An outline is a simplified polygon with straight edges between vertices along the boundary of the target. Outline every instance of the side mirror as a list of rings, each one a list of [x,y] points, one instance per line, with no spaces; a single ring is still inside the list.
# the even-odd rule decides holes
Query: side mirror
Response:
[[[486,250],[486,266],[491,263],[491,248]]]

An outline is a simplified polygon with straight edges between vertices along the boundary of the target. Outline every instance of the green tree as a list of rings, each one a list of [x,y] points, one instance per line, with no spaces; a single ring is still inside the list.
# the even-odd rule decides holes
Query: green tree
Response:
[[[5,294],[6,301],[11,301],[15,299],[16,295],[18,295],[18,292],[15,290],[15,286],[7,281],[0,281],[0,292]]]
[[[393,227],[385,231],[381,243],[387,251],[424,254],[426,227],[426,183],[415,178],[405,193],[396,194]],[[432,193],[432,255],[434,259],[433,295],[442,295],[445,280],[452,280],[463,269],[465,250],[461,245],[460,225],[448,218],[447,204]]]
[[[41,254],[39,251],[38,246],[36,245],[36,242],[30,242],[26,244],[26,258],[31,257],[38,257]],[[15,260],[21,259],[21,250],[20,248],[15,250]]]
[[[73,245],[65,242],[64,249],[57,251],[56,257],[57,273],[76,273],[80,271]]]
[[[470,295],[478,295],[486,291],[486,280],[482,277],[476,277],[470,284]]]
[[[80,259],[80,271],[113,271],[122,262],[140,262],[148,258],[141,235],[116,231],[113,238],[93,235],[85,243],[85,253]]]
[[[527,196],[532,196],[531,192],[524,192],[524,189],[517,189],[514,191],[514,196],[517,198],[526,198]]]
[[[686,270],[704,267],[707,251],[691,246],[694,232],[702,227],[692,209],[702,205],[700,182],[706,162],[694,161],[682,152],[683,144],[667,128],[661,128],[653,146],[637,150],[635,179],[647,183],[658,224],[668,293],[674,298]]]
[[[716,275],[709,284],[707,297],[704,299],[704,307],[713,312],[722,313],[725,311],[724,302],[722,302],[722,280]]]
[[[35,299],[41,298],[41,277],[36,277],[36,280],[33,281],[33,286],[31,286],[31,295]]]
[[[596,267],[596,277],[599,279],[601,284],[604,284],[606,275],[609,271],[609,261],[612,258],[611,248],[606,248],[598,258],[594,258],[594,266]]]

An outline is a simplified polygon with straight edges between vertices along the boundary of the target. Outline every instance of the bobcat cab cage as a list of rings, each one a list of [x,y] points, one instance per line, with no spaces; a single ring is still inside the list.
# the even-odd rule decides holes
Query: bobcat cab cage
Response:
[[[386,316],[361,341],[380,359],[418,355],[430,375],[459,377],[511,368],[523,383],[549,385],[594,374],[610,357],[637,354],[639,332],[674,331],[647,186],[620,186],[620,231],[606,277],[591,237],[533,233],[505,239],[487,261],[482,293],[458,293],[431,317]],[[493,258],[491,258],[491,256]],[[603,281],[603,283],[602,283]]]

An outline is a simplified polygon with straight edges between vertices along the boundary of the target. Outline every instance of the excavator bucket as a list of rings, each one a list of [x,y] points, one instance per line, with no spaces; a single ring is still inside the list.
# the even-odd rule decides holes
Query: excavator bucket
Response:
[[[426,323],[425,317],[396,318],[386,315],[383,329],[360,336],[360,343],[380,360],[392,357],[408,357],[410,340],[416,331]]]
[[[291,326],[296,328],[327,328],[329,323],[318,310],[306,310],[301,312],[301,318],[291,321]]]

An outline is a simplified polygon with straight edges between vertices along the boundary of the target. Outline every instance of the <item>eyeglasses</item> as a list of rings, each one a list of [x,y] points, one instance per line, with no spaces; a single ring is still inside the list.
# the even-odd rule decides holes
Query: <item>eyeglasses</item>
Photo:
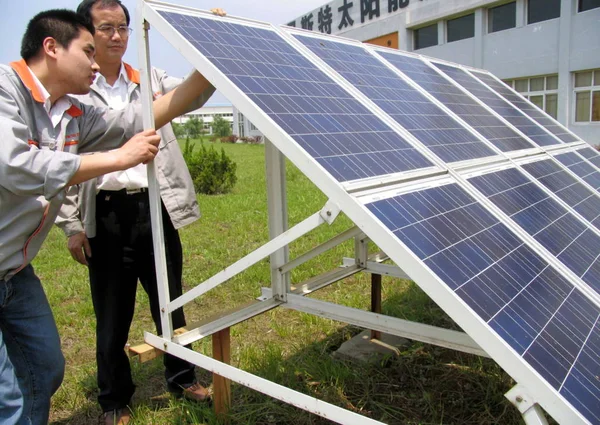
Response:
[[[119,25],[118,27],[113,27],[112,25],[100,25],[99,27],[96,27],[96,31],[100,31],[107,37],[112,37],[115,35],[115,31],[118,31],[122,38],[127,38],[129,37],[129,34],[131,34],[131,31],[133,31],[133,28],[130,28],[127,25]]]

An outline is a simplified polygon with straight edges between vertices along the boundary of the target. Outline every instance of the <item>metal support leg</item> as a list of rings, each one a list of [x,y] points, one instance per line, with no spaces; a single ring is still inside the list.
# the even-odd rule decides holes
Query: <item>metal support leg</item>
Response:
[[[285,232],[287,222],[287,200],[285,187],[285,157],[269,140],[265,140],[265,166],[267,174],[267,203],[269,213],[269,237]],[[273,296],[285,302],[290,287],[289,273],[280,268],[289,261],[287,246],[271,254],[271,287]]]

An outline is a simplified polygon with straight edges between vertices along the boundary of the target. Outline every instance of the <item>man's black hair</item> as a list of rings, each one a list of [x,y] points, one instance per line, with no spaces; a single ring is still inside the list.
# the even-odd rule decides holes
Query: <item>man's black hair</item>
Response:
[[[25,61],[35,57],[47,37],[54,38],[60,46],[68,49],[82,29],[94,35],[94,26],[72,10],[52,9],[40,12],[27,24],[21,41],[21,57]]]
[[[81,15],[81,17],[83,17],[83,19],[85,19],[85,21],[91,25],[93,21],[92,8],[96,4],[98,4],[99,7],[102,9],[111,8],[114,6],[121,6],[121,9],[123,9],[123,13],[125,13],[125,20],[127,21],[127,25],[129,25],[129,22],[131,20],[129,17],[129,10],[127,10],[125,5],[121,3],[121,0],[83,0],[81,3],[79,3],[79,6],[77,6],[77,13]]]

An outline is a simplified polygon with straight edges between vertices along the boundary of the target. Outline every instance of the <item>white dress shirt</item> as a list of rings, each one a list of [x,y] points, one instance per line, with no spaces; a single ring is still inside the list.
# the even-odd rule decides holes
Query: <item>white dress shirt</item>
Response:
[[[96,75],[96,85],[111,109],[121,110],[129,103],[129,78],[123,64],[121,64],[119,78],[112,86],[100,73]],[[98,177],[97,190],[134,190],[145,187],[148,187],[146,165],[138,164],[127,170],[114,171]]]

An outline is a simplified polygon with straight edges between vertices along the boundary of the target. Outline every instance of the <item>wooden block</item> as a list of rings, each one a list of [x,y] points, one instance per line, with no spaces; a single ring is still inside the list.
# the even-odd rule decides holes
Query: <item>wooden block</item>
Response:
[[[129,357],[137,357],[141,363],[160,357],[163,354],[162,351],[148,344],[127,346],[125,348]]]

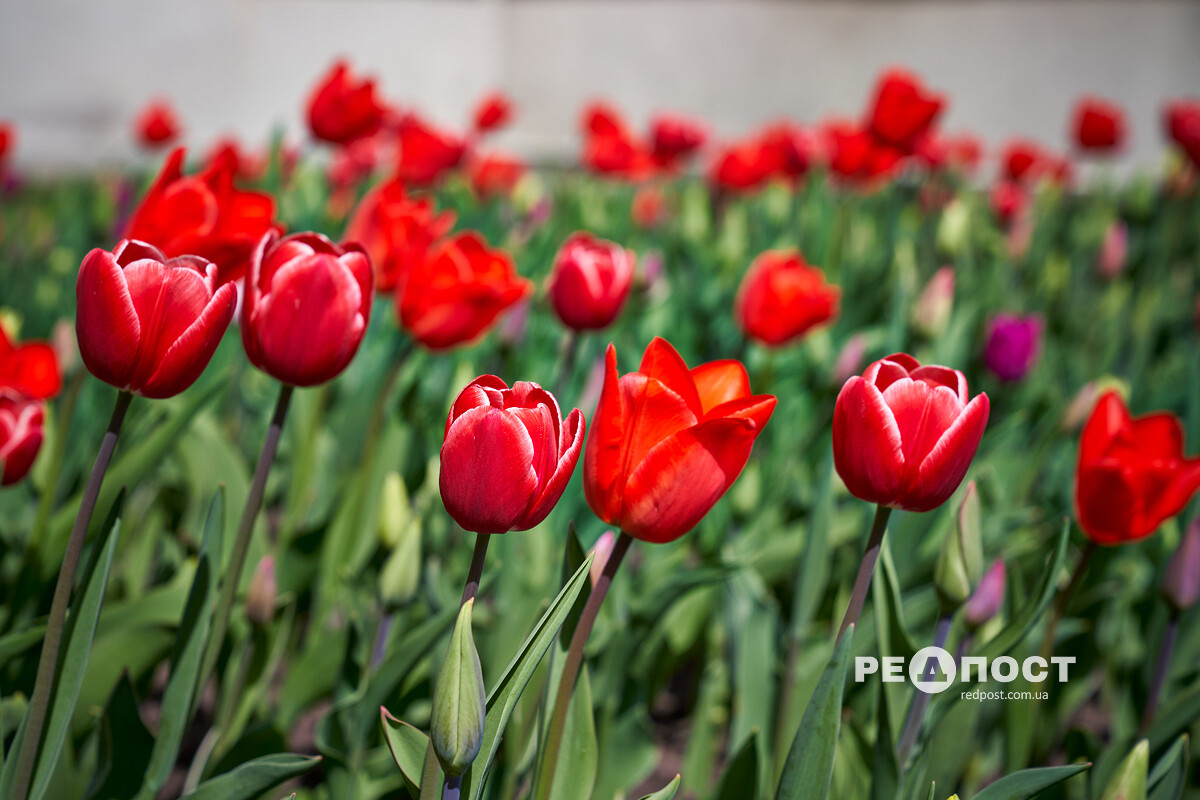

DIRECTIONS
Whenever a line holds a picture, print that line without the picture. All other data must be output exactly.

EXERCISE RESULT
An outline is a simplified polygon with straight edges between vertices along the boundary of the target. Outline every instance of the side mirror as a list of rings, each one a list of [x,y] points, one instance per line, with no spaces; a single ring is still inside the list.
# the even-odd rule decides holes
Query: side mirror
Response:
[[[486,250],[486,266],[491,263],[491,248]]]

An outline is a simplified polygon with straight edges between vertices along the boundary of the target. Outline every instance of the green tree as a list of rings, each one a list of [x,y] points, one instance per line, with no spaces; a single ring is still inside the list.
# the even-odd rule decides holes
Query: green tree
Response:
[[[5,294],[6,301],[11,301],[15,299],[16,295],[18,295],[18,292],[15,290],[15,286],[7,281],[0,281],[0,292]]]
[[[393,227],[385,231],[381,243],[387,251],[424,254],[426,227],[426,183],[415,178],[405,193],[396,194]],[[432,193],[432,255],[434,259],[433,295],[442,295],[445,280],[452,280],[463,269],[465,250],[461,245],[460,225],[448,218],[447,204]]]
[[[41,254],[39,251],[38,246],[36,245],[36,242],[30,242],[26,244],[26,258],[31,257],[38,257]],[[15,260],[21,259],[21,250],[20,248],[15,250]]]
[[[73,245],[65,242],[64,249],[57,251],[56,257],[57,273],[76,273],[80,271]]]
[[[470,295],[478,295],[486,291],[486,280],[482,277],[476,277],[470,284]]]
[[[80,259],[80,271],[113,271],[122,262],[140,262],[148,258],[141,235],[116,231],[113,238],[93,235],[85,243],[85,253]]]
[[[527,196],[532,196],[531,192],[524,192],[524,189],[517,189],[514,191],[514,196],[517,198],[526,198]]]
[[[686,270],[704,267],[707,251],[691,246],[694,232],[702,227],[692,209],[702,205],[700,182],[706,162],[694,161],[682,152],[683,144],[667,128],[661,128],[653,146],[637,150],[635,179],[647,183],[658,224],[668,293],[674,298]]]
[[[716,275],[709,284],[707,297],[704,299],[704,307],[713,312],[722,313],[725,311],[724,302],[722,302],[722,280]]]
[[[35,299],[41,298],[41,277],[36,277],[36,280],[33,281],[33,286],[31,286],[31,295]]]
[[[596,267],[596,277],[599,279],[601,284],[604,284],[606,275],[609,271],[609,261],[612,258],[611,248],[606,248],[598,258],[594,258],[594,266]]]

An outline is a simplified polygon with straight edges between vertices along the boundary of the target. Outline every instance of the bobcat cab cage as a list of rings, each one a list of [x,y] points, one instance per line, with no spaces; a single ring is still inside the list.
# the even-odd rule decides holes
Query: bobcat cab cage
Response:
[[[386,316],[361,341],[380,359],[418,355],[430,375],[459,377],[511,368],[523,383],[549,385],[594,374],[610,357],[637,354],[639,332],[674,331],[647,186],[620,186],[620,231],[606,277],[591,237],[533,233],[505,239],[487,261],[482,293],[458,293],[431,317]],[[493,258],[491,258],[491,256]],[[603,281],[603,283],[602,283]]]

An outline is a simplified polygon with straight edges between vertices along the boundary of the target. Outline every instance of the excavator bucket as a list of rings, each one a list of [x,y] points, one instance per line, with no spaces; a single ring is still inside the list.
# the even-odd rule decides holes
Query: excavator bucket
Response:
[[[426,323],[425,317],[396,318],[386,315],[383,329],[360,336],[360,343],[380,360],[392,357],[408,357],[410,340],[416,331]]]
[[[291,326],[296,328],[327,328],[329,323],[318,310],[306,310],[301,312],[301,318],[291,321]]]

An outline is a simplified polygon with straight edges between vertices along the boundary of the target. Outline every instance of the <item>eyeglasses</item> as a list of rings, each one a list of [x,y] points, one instance per line, with no spaces; a single ring is still inside the list.
# the even-odd rule decides holes
Query: <item>eyeglasses</item>
Photo:
Response:
[[[119,25],[118,27],[113,27],[112,25],[100,25],[99,27],[96,27],[96,31],[100,31],[107,37],[112,37],[115,35],[115,31],[118,31],[122,38],[127,38],[129,37],[129,34],[131,34],[131,31],[133,31],[133,28],[130,28],[127,25]]]

An outline is a simplified polygon with straight edges between vertices along the boundary of the target. Outline every instance of the <item>metal support leg</item> as a list of rings, each one a list of [x,y] points, one instance per line, with no spaces; a single ring is still inside the list.
# the even-odd rule decides holes
Query: <item>metal support leg</item>
Response:
[[[285,232],[287,222],[287,200],[285,187],[285,157],[269,140],[265,140],[265,166],[267,174],[267,203],[269,213],[269,237]],[[273,296],[285,302],[290,287],[289,273],[280,268],[289,261],[287,246],[271,254],[271,287]]]

An outline is a simplified polygon with straight edges between vertices along the boundary of the target. Outline every instance of the <item>man's black hair</item> as a list of rings, each one a list of [x,y] points, one instance per line, with no spaces; a single ring is still inside the list.
# the even-odd rule decides holes
Query: <item>man's black hair</item>
Response:
[[[25,61],[35,57],[47,37],[54,38],[60,46],[68,49],[82,29],[94,35],[94,26],[72,10],[52,9],[40,12],[27,24],[21,41],[21,57]]]
[[[81,15],[81,17],[83,17],[83,19],[85,19],[85,21],[91,25],[93,21],[92,8],[96,4],[98,4],[99,7],[102,9],[111,8],[114,6],[121,6],[121,9],[123,9],[123,13],[125,13],[125,20],[127,21],[127,25],[129,25],[129,22],[131,20],[129,17],[129,10],[127,10],[125,5],[121,3],[121,0],[83,0],[81,3],[79,3],[79,6],[77,6],[77,13]]]

An outline is a simplified polygon with straight edges between vertices along the boundary of the target. Outline every instance of the <item>white dress shirt</item> as a list of rings, each one a list of [x,y] points, one instance per line, with no spaces; a single ring is still inside the list.
# the even-odd rule decides holes
Query: <item>white dress shirt</item>
Response:
[[[96,75],[96,85],[111,109],[121,110],[129,103],[129,78],[123,64],[121,64],[119,78],[112,86],[100,73]],[[98,177],[97,190],[134,190],[145,187],[148,187],[146,165],[138,164],[127,170],[114,171]]]

An outline is a simplified polygon with straight edges between vertices along the boundary of the target. Outline every instance of the <item>wooden block</item> as a list of rings, each one a list of [x,y] points, one instance per line, with no spaces; a single ring is still inside the list.
# the even-odd rule decides holes
Query: <item>wooden block</item>
Response:
[[[129,357],[137,357],[141,363],[160,357],[163,354],[162,351],[148,344],[127,346],[125,348]]]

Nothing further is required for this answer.